### Data provided

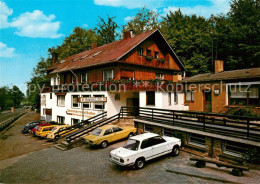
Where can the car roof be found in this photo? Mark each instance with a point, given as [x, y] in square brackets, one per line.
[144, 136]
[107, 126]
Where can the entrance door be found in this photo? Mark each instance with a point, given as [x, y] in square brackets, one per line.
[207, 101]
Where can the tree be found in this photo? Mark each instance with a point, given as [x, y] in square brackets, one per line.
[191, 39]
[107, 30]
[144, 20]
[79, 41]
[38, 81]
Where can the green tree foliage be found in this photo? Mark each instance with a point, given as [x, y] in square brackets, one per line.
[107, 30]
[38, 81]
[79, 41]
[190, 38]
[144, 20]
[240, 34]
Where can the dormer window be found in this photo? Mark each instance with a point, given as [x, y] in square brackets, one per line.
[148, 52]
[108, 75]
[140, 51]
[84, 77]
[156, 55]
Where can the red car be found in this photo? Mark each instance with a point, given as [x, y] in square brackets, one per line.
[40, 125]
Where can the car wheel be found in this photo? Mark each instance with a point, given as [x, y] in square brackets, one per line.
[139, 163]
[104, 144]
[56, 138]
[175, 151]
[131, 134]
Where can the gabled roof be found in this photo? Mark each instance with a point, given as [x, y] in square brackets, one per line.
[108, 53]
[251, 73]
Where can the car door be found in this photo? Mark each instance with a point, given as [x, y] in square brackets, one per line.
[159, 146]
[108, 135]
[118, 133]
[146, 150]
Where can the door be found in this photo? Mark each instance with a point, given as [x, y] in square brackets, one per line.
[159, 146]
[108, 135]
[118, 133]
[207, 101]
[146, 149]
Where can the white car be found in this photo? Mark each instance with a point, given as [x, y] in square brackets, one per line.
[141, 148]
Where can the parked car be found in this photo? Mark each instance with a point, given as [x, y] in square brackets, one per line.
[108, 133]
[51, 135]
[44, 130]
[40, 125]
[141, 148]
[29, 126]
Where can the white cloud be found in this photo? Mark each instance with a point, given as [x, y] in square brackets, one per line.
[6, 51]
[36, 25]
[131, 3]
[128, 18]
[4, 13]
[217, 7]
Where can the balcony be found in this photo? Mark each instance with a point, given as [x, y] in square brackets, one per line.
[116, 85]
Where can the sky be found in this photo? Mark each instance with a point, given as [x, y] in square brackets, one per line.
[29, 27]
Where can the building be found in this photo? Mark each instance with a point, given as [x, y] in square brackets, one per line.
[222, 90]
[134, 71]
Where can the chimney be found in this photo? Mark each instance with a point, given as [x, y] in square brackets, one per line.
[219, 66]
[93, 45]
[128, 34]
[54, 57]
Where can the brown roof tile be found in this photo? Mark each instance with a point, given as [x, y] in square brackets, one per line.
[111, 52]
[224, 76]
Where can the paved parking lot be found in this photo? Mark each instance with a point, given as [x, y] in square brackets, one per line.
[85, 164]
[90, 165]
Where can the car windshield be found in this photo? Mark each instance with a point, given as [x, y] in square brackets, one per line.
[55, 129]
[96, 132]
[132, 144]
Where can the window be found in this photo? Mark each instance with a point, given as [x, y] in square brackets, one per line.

### Aim of the exercise
Repeat each entry above exactly. Omit the pictures.

### Completed task
Where can the car roof be found in this photo? Mark each instance with a point, given as [x, y] in square brackets, one per line.
[144, 136]
[107, 126]
Where can the entrance door be found in this photo? Mark each instance with a point, given as [x, y] in square brackets, one per line.
[207, 101]
Where can the tree be found in this photo? Mark each instance with a point, given as [x, y] in square brackets, one per line.
[191, 39]
[107, 30]
[144, 20]
[79, 41]
[38, 81]
Where can the green tree foliage be found in this photo? Mark each instance with a point, given as [x, y] in square brackets, one per line.
[107, 30]
[38, 81]
[79, 41]
[190, 38]
[144, 20]
[240, 34]
Where can the dormer window be found in this photo? Mark each instance with a point, given as [x, y] in square brackets, one per line.
[148, 52]
[108, 75]
[140, 51]
[84, 77]
[156, 55]
Where can the red car be found in this photo? Mark each instance with a point, given as [x, y] in square brackets, one per line.
[40, 125]
Where can the car wheel be found in this photo? Mark each instance with a point, given as [x, y] in square brackets, one per line.
[139, 163]
[104, 144]
[56, 138]
[175, 151]
[131, 134]
Where can the gabled roof be found in this photo? Mark each instance with a point, given as [x, y] in square brackets, one per line.
[108, 53]
[251, 73]
Where can the car door be found in this photo? Mark each instance with a point, given as [x, y] in square brackets, one per line.
[159, 146]
[108, 135]
[118, 133]
[146, 150]
Where can the door be found in this photo? Mark each instance with a point, given as [x, y] in square brackets, one per line.
[159, 146]
[108, 135]
[118, 133]
[207, 101]
[146, 149]
Where can the white car be found in this photo? Mark each instance with a point, given as [x, y] in square brackets, one per line.
[141, 148]
Where can the parked car be found in this photo? Mark each instance with a point, given as [x, y] in square brackets, one per line.
[108, 133]
[51, 135]
[44, 130]
[40, 125]
[141, 148]
[29, 126]
Where can the white cloud be found in this photo? Mark each instance with a point, given as [x, y] in square brackets, one per line.
[6, 51]
[36, 25]
[131, 3]
[128, 18]
[4, 13]
[217, 7]
Where can the balcony be found in this photo? Mark each instance with a point, given as [x, y] in square brackets, one per line.
[116, 85]
Where can the sky be found in this photo? Mark each instance with a point, given as [x, y] in square brackets, one per line.
[29, 27]
Where can the building be found in this photo? Mark each instance with a point, given as [x, y] in square brackets, one per line.
[222, 90]
[134, 71]
Where can the chimney be found in this photo? Mark each instance with a point, given as [x, y] in square brackets, one per line.
[219, 66]
[93, 45]
[128, 34]
[54, 57]
Where can the brown roof tile be found in this photo? Mark each instance with a point, given as [x, y] in square brackets, one per line.
[111, 52]
[224, 76]
Where can the paved parking lot be found in this photo? Mark each instance with a point, given as [x, y] in square brackets, one per line.
[85, 164]
[90, 165]
Where can the car windshield be found in this photo? Mark each instance with a point, given as [x, y] in square brackets, one per line.
[55, 129]
[96, 132]
[132, 144]
Where can the window be found in this photo? Mark each instance with a point, given as [x, y] in square brackets, one per line.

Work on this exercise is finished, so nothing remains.